• Приведенный отрывок:
▬▬▬

Слушательница2: Нет, она дает как бы ключ. Грамматическая структура сама дает ключ. И если искать закономерности, повторения такого где-то еще, то… То есть мне нравится такой метод.

Жолковский: Поискать в других текстах такие инфинитивы еще? Да, понятно. Да, согласен. Самое главное — как эта фраза торчит и задевает, а, тем не менее, в чем секрет — никак не ухватишь.

Слушатель: Я хотел вот что спросить. Как на ваш взгляд, у этих трех авторов, у них насколько это осознанно? Насколько они осознанно этот третий слой вкладывают? Например, Бунин — он нарочно вкатил эту фразу, чтобы дать такой маяк читателю? Каверин нарочно вставил этот абзац, ну, главку с расшифровкой? Или же это просто было неосознанно?

Жолковский: Понял вопрос. Это, с одной стороны, самый общий вопрос на тему, насколько авторы осознают те структуры, которые мы потом им приписываем. И некоторые авторы более сознательные, а другие — менее, даже если мы приписываем правильную структуру, это не значит, что автор ее осознавал, а с другой стороны, были очень сознательные авторы, которые даже и анализировали свои структуры, как Эдгар По или Эйзенштейн, и они многое осознавали про эти структуры. Конкретно об этих трех авторах: про Бунина довольно-таки ясно, что он не любил все это жизнетворчество символистское, и потому он мог и достаточно сознательно его…

Слушатель: нарочно туда вставлять?

Жолковский: Да. К тому же, тут был процитирован Шмелев, ну и другие говорили, что «ах, Бунин ударился в смакование каких-то эротических деталей своей молодости». Бунин во всех своих комментариях и приписках к «Темным аллеям» подчеркивал, что он там все выдумал, все сочинил. Он очень ценил в себе артиста, мастера, а не просто старческие воспоминания с запоздалым слюноотделением. Он подчеркивал, что это — работа творческая, мастерская.

▬▬▬

• Показанные записи:
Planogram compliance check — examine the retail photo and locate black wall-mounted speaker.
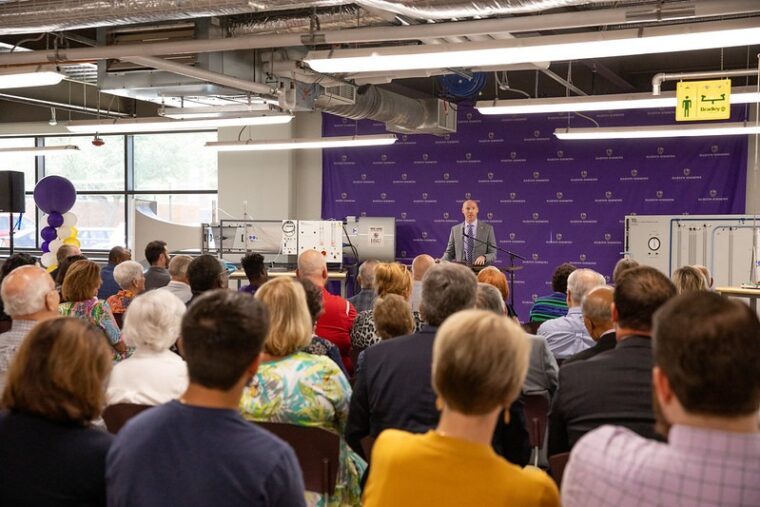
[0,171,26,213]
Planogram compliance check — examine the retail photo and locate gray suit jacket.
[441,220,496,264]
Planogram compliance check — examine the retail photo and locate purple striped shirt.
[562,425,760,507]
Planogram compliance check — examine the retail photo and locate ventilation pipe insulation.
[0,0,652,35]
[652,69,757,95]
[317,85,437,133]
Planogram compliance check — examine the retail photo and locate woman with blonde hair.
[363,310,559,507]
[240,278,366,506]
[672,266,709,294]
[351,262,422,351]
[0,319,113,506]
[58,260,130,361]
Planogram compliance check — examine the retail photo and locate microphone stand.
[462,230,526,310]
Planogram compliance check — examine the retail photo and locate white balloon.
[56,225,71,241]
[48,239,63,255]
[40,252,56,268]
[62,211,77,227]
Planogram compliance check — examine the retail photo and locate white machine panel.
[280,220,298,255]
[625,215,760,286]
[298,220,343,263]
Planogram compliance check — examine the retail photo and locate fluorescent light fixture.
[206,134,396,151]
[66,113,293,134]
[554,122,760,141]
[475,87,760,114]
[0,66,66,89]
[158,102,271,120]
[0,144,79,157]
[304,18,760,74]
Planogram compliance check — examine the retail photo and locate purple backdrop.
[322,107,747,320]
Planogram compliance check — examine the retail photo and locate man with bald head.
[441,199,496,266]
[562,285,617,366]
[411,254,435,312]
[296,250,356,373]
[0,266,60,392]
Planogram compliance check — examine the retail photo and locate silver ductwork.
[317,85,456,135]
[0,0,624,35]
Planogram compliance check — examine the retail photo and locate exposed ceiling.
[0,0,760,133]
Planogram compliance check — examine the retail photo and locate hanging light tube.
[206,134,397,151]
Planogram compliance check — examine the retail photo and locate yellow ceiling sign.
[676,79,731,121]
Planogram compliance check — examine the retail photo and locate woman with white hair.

▬▬▬

• Письменные задания:
a - Какой фрагмент отрывка беседы с Жолковским идет от слов «Жолковский: Поискать в других» до слов «никак не ухватишь.» включительно? Верните его дословно.
b - Как мог бы продолжиться отрывок беседы с Жолковским после его последнего предложения? Продолжите его.

• Итоговые ответы:
a -
Жолковский: Поискать в других текстах такие инфинитивы еще? Да, понятно. Да, согласен. Самое главное — как эта фраза торчит и задевает, а, тем не менее, в чем секрет — никак не ухватишь.

b -
Переходим к Каверину. Каверин все время писал про филологов, он и сам был филологом. А тут вдруг сделал потрясающий скачок и в своих воспоминаниях и рассуждениях потом об этом пишет: вот я сделал новое, другое, я вообще написал от первого лица впервые, и так далее. Он явно сознательно делал этот ход к сочетанию себя с соцреалистическим героем -- он свое детство в Пскове, в N-ске, отдал этому герою, ну, много на эту тему известно. Он сознательно вплавлял себя в этого, вроде бы совсем отличного от него самого героя. Так что то, что он ему дал расшифровку текста — возможно, он все думал, где же, наконец, в этом своем романе сделать расшифровку текста, и наконец нашел. (Смеется) В результате получилась очень гармоничная выдача своего за советское, а советского — за свое. Это — потрясающее достижение этого романа.

Давайте проголосуем: кто любит этот роман?Ну что ж, по крайней мере твердая треть любит. А кто активно не любит этот роман? Таких нету?

Слушательница: Вы спросите, кто не читал, все ли читали.

Жолковский: Кто не читал роман? Мало кто не читал.

Дмитренко: А если я один раз читал?

Жолковский: Считается, считается. Сергей Федорович, но вы не могли в своей должности читать всего один раз. (Смеется)

Дмитренко:  Ну я его потом просматривал… но полностью — нет.

Жолковский: А я — и в глубоком детстве, и пару раз в зрелости, и вот для разбора теперь… Кстати, к рекламе этого романа и моей собственной научной деятельности. Издана замечательная книга «Энциклопедия «Двух капитанов»», только что вышла в издательстве «РОССПЭН», первый том — «Два капитана», каноническое издание, а второй том — комментарии литературоведов, таких как я, и есть еще статья Дмитрия Быкова, и много комментариев специалистов по авиации, флоту, географии, Северу и так далее, то есть такой энциклопедический комментарий, под редакцией Юлии Кантор.

Можно перейти к репликам, в том числе и по поводу первого… Да, там еще один вопрос.

Слушатель: А у Зощенко в этом рассказе вот этот слой насчет именно желаний автора… Зощенко, в своем таком автобиографичном тексте «Перед восходом солнца», он же, по сути, всегда старался по сути себя вытащить целиком в область сознательного, по моим ощущениям. Тогда можно предположить, что он и там осознанно «глубинный пласт» вставил третьим слоем?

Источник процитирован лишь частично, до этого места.